Stored entries
——————
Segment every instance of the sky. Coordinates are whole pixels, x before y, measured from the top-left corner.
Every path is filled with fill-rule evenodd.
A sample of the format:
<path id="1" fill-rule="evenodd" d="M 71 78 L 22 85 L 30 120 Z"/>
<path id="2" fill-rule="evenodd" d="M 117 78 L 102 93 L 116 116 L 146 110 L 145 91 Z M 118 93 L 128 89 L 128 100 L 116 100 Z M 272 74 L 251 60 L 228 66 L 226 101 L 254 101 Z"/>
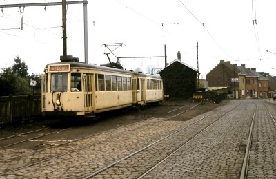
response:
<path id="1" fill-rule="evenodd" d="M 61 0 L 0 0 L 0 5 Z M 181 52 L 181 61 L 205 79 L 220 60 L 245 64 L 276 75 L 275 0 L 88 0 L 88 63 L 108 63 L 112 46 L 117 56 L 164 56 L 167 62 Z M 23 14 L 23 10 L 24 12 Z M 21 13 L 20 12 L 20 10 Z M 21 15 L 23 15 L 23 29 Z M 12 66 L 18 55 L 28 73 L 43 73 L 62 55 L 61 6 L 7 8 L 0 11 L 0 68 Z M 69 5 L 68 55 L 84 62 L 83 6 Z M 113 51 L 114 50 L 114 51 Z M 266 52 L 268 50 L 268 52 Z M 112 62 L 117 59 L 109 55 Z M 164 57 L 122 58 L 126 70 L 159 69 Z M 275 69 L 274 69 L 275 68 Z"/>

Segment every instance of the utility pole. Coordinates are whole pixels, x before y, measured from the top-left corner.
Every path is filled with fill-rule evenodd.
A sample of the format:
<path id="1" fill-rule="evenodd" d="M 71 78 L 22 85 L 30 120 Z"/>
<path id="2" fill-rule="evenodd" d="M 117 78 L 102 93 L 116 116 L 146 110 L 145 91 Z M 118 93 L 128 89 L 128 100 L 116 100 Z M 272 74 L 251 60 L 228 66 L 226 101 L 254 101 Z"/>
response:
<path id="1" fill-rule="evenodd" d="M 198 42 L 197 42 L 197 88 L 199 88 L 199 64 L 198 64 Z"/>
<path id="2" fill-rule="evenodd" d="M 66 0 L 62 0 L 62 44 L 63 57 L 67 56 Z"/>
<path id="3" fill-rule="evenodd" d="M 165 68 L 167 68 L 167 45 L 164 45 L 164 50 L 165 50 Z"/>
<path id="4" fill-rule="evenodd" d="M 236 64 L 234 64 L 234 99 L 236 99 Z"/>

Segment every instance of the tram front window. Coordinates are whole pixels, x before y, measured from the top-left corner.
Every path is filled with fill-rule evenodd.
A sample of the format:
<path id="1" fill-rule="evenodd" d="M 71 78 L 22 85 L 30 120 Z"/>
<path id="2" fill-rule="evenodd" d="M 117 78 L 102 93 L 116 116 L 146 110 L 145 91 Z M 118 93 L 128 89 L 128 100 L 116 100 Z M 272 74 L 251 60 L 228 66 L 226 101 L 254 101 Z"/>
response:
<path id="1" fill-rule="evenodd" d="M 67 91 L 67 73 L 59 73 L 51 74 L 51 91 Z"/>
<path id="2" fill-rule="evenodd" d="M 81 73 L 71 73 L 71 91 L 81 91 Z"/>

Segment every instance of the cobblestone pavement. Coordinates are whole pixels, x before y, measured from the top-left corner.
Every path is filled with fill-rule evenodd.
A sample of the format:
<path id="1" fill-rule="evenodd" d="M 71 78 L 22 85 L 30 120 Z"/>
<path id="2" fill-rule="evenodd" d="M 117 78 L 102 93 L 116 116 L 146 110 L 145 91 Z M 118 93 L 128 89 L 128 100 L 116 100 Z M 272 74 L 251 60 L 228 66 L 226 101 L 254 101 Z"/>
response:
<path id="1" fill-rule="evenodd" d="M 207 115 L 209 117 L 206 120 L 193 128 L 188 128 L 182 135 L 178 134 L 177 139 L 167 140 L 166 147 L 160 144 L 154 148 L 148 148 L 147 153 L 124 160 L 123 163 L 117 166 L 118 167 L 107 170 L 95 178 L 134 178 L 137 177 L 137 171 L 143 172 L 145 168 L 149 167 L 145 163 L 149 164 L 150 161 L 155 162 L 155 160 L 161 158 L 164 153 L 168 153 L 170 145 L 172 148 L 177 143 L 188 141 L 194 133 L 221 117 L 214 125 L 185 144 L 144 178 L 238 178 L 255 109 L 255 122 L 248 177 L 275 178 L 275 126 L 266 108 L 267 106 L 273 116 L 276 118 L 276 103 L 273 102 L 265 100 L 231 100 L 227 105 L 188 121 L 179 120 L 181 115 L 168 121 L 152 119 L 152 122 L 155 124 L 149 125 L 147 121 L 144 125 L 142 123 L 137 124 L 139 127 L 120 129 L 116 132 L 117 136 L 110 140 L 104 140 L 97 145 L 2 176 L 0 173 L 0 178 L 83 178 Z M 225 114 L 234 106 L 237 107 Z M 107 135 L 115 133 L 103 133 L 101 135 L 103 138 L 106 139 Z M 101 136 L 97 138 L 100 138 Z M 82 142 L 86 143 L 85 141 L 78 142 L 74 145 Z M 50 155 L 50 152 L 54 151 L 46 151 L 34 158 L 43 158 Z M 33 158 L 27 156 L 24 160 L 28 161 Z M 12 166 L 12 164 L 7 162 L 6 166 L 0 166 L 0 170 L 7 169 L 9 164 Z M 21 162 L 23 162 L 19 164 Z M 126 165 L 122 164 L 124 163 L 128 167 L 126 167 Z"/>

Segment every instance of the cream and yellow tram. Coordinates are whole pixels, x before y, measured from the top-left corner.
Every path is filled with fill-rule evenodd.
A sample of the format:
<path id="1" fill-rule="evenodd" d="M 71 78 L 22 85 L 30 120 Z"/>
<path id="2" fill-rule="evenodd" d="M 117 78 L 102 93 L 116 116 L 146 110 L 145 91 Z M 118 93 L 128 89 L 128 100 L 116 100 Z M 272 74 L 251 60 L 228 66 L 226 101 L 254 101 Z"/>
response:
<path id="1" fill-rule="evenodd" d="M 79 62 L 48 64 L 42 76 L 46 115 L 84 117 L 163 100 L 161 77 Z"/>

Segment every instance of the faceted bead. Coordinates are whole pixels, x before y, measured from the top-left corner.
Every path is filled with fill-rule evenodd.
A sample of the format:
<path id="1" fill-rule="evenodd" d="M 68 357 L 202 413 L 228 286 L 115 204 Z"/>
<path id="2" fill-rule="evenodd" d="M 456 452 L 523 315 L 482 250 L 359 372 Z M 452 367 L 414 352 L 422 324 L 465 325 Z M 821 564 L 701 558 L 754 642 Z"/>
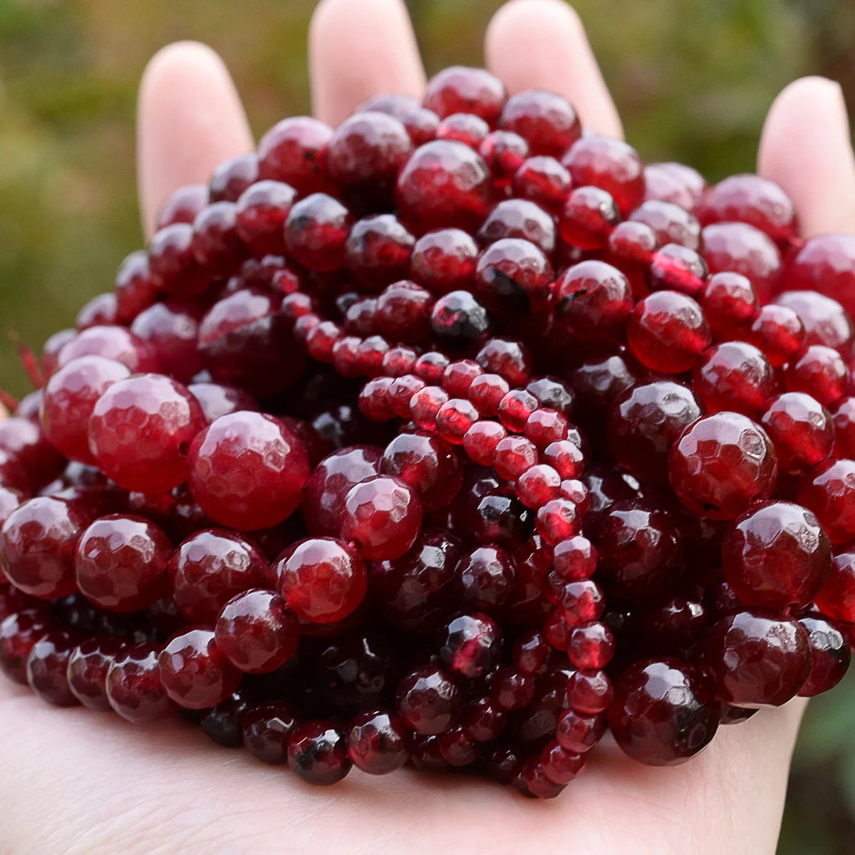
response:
——————
**DO THIS**. Retype, without any change, the part of the items above that opens with the line containing "Segment every instance of the tram" and closes with the line containing "81 73 L 71 73", including both of those lines.

**THE RESPONSE**.
Segment every instance of the tram front window. Coordinates are whole pixels, x before y, measured from the top-left corner.
Every path is filled with fill-rule evenodd.
A sample of the format:
<path id="1" fill-rule="evenodd" d="M 71 78 L 22 85 L 30 120 Z"/>
<path id="2" fill-rule="evenodd" d="M 117 78 L 102 93 L 116 116 L 146 110 L 145 91 Z M 118 93 L 128 89 L 128 100 L 116 100 Z M 272 74 L 251 60 L 228 66 L 226 101 L 254 101 Z"/>
response:
<path id="1" fill-rule="evenodd" d="M 67 91 L 67 73 L 59 73 L 51 74 L 51 91 Z"/>
<path id="2" fill-rule="evenodd" d="M 81 73 L 71 73 L 71 91 L 81 91 Z"/>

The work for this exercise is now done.